TRECHO APRESENTADO:

+--

O psiquismo humano forma-se e transforma-se por meio de diferentes atividades humanas, com apropriações de bens culturais da sociedade, o que evidencia que a estrutura da consciência está condicionada à estrutura da atividade social. A linguagem e o pensamento, por exemplo, são funções psíquicas que surgem e se desenvolvem por meio das relações e atividades sociais (ELKONIN, 1987; LEONTIEV, 1978).
Ao considerar os tipos e as características das atividades-guia, podemos evidenciar o importante papel da escola na formação e transformação das mesmas, assim como, o quão é importante estarem presentes na organização do ensino para se efetivar o desenvolvimento mental do escolar em suas máximas possibilidades. Como podemos perceber, essas relações ocorrem em uma via de mão dupla.
O ensino adequado é aquele que promove os processos de aprendizagem e de desenvolvimento psíquico do sujeito, e a atividade de estudo – realizada na escola - é a forma para efetivarmos esses processos. A atividade de estudo pode desencadear importantes transformações psíquicas nos estudantes se as ações de estudo promoverem novos níveis de capacidades cognitivas. O ensino que incide nos conhecimentos já apropriados é infecundo. Um ensino que desenvolve apresenta condições para que ocorram novas formações psíquicas ou se ampliem as existentes, o que exige novos e mais elevados conhecimentos, não adquiridos nas relações cotidianas fora da escola.
Se desejamos transformações psíquicas isso exige condições para tal, ou seja, demanda:
Vygotsky (1982, p.111-122) esclarece que:
[…] o ensino é uma das principais fontes de desenvolvimento dos conceitos infantis e uma potente força diretiva desse processo. Ao apresentar esta hipótese, embasamo-nos no fato notório de que a instrução constitui, durante a idade escolar, um fator decisivo e determinante de todo o destino do desenvolvimento intelectual da criança, incluindo o desenvolvimento de seus conceitos.

+--

ENTRADAS ORIGINAIS:
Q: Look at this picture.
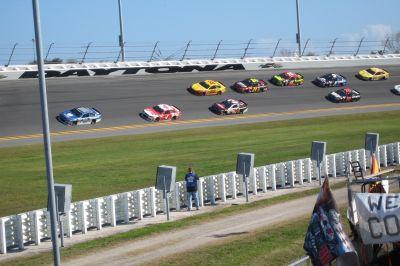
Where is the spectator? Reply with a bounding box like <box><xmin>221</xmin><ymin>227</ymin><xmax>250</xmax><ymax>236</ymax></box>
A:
<box><xmin>185</xmin><ymin>167</ymin><xmax>199</xmax><ymax>211</ymax></box>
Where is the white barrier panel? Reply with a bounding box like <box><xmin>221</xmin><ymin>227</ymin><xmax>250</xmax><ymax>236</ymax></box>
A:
<box><xmin>0</xmin><ymin>142</ymin><xmax>400</xmax><ymax>254</ymax></box>
<box><xmin>0</xmin><ymin>54</ymin><xmax>400</xmax><ymax>80</ymax></box>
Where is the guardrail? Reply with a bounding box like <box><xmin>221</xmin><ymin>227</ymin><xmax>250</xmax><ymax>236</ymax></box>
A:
<box><xmin>0</xmin><ymin>38</ymin><xmax>400</xmax><ymax>66</ymax></box>
<box><xmin>0</xmin><ymin>54</ymin><xmax>400</xmax><ymax>80</ymax></box>
<box><xmin>0</xmin><ymin>142</ymin><xmax>400</xmax><ymax>254</ymax></box>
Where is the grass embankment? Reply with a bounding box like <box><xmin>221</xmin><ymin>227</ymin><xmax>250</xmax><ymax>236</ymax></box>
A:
<box><xmin>2</xmin><ymin>182</ymin><xmax>345</xmax><ymax>266</ymax></box>
<box><xmin>0</xmin><ymin>111</ymin><xmax>400</xmax><ymax>217</ymax></box>
<box><xmin>159</xmin><ymin>208</ymin><xmax>350</xmax><ymax>265</ymax></box>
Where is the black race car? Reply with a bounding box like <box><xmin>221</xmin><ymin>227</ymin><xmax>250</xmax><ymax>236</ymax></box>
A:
<box><xmin>209</xmin><ymin>99</ymin><xmax>247</xmax><ymax>115</ymax></box>
<box><xmin>326</xmin><ymin>88</ymin><xmax>361</xmax><ymax>103</ymax></box>
<box><xmin>313</xmin><ymin>73</ymin><xmax>347</xmax><ymax>87</ymax></box>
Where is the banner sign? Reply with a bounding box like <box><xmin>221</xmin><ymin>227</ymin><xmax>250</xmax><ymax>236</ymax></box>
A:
<box><xmin>355</xmin><ymin>193</ymin><xmax>400</xmax><ymax>244</ymax></box>
<box><xmin>304</xmin><ymin>178</ymin><xmax>358</xmax><ymax>265</ymax></box>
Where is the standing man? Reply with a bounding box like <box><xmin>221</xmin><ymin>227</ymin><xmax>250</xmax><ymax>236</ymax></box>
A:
<box><xmin>185</xmin><ymin>167</ymin><xmax>199</xmax><ymax>211</ymax></box>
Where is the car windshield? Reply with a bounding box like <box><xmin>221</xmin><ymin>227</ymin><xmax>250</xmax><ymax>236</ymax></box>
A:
<box><xmin>200</xmin><ymin>81</ymin><xmax>210</xmax><ymax>89</ymax></box>
<box><xmin>71</xmin><ymin>108</ymin><xmax>82</xmax><ymax>117</ymax></box>
<box><xmin>153</xmin><ymin>105</ymin><xmax>164</xmax><ymax>113</ymax></box>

+--

TAREFA A: Quais linhas das entradas acima trazem a palavra "like"? Separe cada uma delas, copiando-as.
TAREFA B: Dê continuidade ao trecho sobre ensino e desenvolvimento psíquico a partir do ponto em que ele termina.

RESPOSTA A:
Where is the spectator? Reply with a bounding box like <box><xmin>221</xmin><ymin>227</ymin><xmax>250</xmax><ymax>236</ymax></box>
Where is the white barrier panel? Reply with a bounding box like <box><xmin>221</xmin><ymin>227</ymin><xmax>250</xmax><ymax>236</ymax></box>
Where is the guardrail? Reply with a bounding box like <box><xmin>221</xmin><ymin>227</ymin><xmax>250</xmax><ymax>236</ymax></box>
Where is the grass embankment? Reply with a bounding box like <box><xmin>221</xmin><ymin>227</ymin><xmax>250</xmax><ymax>236</ymax></box>
Where is the black race car? Reply with a bounding box like <box><xmin>221</xmin><ymin>227</ymin><xmax>250</xmax><ymax>236</ymax></box>
Where is the banner sign? Reply with a bounding box like <box><xmin>221</xmin><ymin>227</ymin><xmax>250</xmax><ymax>236</ymax></box>
Where is the standing man? Reply with a bounding box like <box><xmin>221</xmin><ymin>227</ymin><xmax>250</xmax><ymax>236</ymax></box>
Where is the car windshield? Reply with a bounding box like <box><xmin>221</xmin><ymin>227</ymin><xmax>250</xmax><ymax>236</ymax></box>

RESPOSTA B:
Castellanos e outros (2001, p.57) define uma organização do ensino promotora do desenvolvimento como um
[...] processo sistematizado de transmissão da cultura em uma instituição escolar em função do compromisso social, que se organiza a partir dos níveis de desenvolvimento atual e potencial dos estudantes e conduz ao trânsito contínuo a níveis superiores de desenvolvimento, com a finalidade de formar uma personalidade integral e autodeterminada, capaz de transformar-se e transformar sua realidade em um contexto histórico concreto, sendo o essencial, a autodeterminação, segundo a qual o sujeito se torna agente de seu próprio desenvolvimento.
Enfim, nas palavras de Vygotsky (2001, p.155), somente uma adequada “organização da aprendizagem da criança conduz ao desenvolvimento mental, ativa todo um grupo de processos de desenvolvimento, e esta ativação não poderia produzir-se sem a aprendizagem”. Assim, o bom ensino é aquele que se adianta ao desenvolvimento atual, isto é, ultrapassa o nível de conhecimento já interiorizado.
Conforme estudamos até aqui, o ensino promotor de aprendizagem e de desenvolvimento cognitivo-afetivo cumpre a função de expandir os conhecimentos do estudante, intensificar sua capacidade de generalização e nortear seu pensar e seu agir diante de novas situações ou realidades. O conhecimento escolar, ou seja, teórico-científico apropriado pelo estudante o instrumentaliza no processo de análise de fatos e fenômenos naturais ou sociais. Juntamente com o “conhecimento adquirido, desenvolve-se um crescente potencial de pensamento, de assimilação de cognições novas dentro daqueles sistemas de conhecimentos adquiridos anteriormente que constituem a ‘experiência precedente’” (BOGOYAVLENSKY; MENCHINSKAYA, 1991, p.45-46).
Figura 3: Valores saudáveis.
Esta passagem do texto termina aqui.